PROBLEM SET:
1) According to the press release, on what day did Alain Berset chair the open debate on the protection of civilians in armed conflict?
2) In the press release, what kinds of instruments does President Berset say exist to protect civilians from armed conflict? List them all.
3) Repeat everything in the press release from "Press releases, 23.05.2023" down to "are better applied.".

Switzerland chairs UN Security Council debate on the protection of civilians from armed conflict

Press releases, 23.05.2023

On Tuesday, 23 May, as part of Switzerland’s presidency of the UN Security Council, President Alain Berset chaired an open debate on the protection of civilians in armed conflict. He began by stating that international humanitarian law places clear and unambiguous obligations on all parties to a conflict. Speaking on behalf of Switzerland, he proposed five ways to ensure that existing Security Council resolutions are better applied.

“We have the legal, political and operational instruments to protect civilians from armed conflict”, said President Berset, referring to the unanimously adopted resolutions of 2018 and 2021 on food security and the protection of civilian infrastructure. Such instruments would have to be better applied by the Security Council and all UN member states in future. Speaking on Switzerland’s behalf, Mr Berset suggested five ways in which this could be achieved, while stressing that political will was crucial.

(Point localization data)

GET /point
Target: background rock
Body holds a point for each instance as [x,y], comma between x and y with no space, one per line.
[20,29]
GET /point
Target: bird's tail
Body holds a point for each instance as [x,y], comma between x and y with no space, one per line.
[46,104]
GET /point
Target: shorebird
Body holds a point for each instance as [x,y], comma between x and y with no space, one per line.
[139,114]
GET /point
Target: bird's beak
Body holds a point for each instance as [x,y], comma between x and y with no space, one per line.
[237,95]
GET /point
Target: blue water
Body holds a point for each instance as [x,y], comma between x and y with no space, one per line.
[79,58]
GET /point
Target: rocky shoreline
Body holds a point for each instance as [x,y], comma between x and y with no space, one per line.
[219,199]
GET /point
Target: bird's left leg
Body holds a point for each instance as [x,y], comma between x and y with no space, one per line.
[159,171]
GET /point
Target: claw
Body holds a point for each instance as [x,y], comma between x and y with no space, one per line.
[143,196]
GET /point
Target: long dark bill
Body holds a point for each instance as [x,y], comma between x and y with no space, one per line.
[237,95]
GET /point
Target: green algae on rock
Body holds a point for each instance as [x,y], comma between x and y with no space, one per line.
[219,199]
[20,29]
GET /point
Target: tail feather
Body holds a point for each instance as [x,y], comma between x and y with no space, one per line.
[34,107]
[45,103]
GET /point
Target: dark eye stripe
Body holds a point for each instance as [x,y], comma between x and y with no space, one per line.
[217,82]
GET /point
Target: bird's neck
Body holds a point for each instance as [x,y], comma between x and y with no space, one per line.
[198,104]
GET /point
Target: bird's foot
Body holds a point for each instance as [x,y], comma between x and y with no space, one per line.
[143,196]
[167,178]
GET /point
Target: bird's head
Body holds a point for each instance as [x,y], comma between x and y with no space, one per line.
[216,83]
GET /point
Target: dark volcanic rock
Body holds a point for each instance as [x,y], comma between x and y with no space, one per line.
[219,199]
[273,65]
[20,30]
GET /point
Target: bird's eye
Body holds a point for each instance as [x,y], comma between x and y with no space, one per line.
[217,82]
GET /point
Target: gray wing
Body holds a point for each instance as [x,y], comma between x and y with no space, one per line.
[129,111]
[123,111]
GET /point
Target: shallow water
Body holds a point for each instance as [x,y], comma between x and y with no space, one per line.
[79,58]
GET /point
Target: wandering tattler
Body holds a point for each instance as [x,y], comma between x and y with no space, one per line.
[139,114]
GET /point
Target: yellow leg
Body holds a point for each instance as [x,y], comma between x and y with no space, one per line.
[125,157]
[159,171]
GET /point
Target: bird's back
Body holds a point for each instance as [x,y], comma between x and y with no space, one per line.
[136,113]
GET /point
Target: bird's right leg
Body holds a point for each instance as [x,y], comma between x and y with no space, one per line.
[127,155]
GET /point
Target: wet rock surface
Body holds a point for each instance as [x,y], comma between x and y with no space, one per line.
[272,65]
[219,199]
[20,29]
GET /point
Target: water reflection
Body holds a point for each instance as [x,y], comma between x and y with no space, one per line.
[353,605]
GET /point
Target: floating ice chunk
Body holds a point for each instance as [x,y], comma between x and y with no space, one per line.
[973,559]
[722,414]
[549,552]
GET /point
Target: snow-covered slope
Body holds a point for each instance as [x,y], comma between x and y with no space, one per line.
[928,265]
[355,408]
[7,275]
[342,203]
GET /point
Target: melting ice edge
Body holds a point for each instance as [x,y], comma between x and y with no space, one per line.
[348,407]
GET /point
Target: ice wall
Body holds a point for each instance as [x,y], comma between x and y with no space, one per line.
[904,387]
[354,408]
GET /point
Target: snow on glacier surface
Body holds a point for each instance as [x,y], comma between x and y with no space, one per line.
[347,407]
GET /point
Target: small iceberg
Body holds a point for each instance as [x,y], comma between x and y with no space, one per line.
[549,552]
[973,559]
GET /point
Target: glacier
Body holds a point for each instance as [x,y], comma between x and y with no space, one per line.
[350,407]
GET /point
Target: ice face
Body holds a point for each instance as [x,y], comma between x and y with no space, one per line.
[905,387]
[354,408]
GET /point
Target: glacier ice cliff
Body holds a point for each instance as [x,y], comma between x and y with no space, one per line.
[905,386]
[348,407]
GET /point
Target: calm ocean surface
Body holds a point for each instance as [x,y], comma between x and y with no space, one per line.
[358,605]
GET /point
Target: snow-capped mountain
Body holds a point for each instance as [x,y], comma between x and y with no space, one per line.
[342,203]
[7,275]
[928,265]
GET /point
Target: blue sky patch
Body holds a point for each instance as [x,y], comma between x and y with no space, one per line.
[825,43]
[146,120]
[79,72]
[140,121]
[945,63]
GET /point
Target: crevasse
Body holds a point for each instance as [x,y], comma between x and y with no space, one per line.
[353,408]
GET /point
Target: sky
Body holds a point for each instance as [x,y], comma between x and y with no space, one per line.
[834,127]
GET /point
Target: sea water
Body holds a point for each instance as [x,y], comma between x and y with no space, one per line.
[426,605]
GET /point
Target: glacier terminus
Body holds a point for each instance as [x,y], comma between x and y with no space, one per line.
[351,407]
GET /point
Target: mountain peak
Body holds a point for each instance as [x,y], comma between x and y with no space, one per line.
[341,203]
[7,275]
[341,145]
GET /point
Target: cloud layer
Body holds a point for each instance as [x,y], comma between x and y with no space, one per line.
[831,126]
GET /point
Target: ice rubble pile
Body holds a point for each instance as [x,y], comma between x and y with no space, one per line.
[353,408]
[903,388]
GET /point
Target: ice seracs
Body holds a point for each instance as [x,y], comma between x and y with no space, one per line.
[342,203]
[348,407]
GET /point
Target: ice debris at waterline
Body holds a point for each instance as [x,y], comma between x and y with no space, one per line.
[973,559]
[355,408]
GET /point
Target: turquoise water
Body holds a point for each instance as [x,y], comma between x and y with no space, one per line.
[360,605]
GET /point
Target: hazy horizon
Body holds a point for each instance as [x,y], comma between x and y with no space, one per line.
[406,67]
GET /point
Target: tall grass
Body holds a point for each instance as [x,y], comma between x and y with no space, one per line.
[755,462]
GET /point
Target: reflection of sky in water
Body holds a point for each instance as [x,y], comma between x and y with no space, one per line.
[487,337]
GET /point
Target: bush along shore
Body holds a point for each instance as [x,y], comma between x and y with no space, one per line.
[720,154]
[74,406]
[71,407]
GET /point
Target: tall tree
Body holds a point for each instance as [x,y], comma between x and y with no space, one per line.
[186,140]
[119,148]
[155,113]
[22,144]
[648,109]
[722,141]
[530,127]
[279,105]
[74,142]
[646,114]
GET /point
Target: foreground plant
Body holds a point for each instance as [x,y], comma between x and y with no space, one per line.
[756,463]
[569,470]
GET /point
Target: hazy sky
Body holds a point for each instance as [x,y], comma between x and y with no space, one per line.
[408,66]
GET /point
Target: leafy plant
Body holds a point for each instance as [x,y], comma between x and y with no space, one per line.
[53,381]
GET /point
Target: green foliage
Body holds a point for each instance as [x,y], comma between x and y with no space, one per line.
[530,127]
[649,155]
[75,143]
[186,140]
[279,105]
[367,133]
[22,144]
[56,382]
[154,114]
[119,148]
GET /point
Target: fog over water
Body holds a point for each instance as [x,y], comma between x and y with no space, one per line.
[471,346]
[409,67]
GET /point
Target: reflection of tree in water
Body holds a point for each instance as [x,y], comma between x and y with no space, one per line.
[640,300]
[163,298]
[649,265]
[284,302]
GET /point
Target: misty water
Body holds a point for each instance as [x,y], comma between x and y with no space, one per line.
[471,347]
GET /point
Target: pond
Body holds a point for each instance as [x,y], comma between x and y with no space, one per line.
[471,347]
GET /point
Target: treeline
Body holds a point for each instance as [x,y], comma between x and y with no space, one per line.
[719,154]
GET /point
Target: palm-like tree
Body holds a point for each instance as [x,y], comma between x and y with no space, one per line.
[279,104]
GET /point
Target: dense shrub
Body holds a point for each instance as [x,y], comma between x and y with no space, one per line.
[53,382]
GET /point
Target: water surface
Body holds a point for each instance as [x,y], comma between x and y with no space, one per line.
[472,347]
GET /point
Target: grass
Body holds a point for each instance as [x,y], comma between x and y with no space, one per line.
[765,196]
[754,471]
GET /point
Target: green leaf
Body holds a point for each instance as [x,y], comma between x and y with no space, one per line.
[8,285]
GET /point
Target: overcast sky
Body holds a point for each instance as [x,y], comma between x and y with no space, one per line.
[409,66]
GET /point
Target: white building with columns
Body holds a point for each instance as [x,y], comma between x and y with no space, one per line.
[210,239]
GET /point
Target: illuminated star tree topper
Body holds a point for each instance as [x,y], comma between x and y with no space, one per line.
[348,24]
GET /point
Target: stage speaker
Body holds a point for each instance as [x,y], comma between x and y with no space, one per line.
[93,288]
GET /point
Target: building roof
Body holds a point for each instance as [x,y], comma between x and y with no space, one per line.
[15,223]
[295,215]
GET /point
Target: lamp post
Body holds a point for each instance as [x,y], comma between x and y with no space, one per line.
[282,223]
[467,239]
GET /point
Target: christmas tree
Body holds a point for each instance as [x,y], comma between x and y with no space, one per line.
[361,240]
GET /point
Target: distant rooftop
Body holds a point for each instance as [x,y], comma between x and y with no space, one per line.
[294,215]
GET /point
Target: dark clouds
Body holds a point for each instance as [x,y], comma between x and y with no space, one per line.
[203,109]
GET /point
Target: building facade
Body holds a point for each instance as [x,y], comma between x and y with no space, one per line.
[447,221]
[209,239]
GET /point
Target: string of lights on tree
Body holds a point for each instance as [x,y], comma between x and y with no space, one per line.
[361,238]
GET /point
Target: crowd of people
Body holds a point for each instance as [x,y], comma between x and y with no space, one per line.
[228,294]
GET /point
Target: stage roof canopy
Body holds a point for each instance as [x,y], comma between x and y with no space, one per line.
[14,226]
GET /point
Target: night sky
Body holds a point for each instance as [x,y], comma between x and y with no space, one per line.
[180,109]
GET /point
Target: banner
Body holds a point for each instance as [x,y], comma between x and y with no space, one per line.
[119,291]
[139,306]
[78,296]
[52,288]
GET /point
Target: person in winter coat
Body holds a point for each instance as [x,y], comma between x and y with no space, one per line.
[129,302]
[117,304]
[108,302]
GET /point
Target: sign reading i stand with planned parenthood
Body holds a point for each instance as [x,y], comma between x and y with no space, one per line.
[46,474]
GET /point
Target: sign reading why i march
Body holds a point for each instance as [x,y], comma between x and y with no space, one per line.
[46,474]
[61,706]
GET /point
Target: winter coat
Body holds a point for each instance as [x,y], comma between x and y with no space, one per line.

SOLUTIONS BELOW:
1) Tuesday, 23 May.

2) Legal, political and operational.

3)
Press releases, 23.05.2023

On Tuesday, 23 May, as part of Switzerland’s presidency of the UN Security Council, President Alain Berset chaired an open debate on the protection of civilians in armed conflict. He began by stating that international humanitarian law places clear and unambiguous obligations on all parties to a conflict. Speaking on behalf of Switzerland, he proposed five ways to ensure that existing Security Council resolutions are better applied.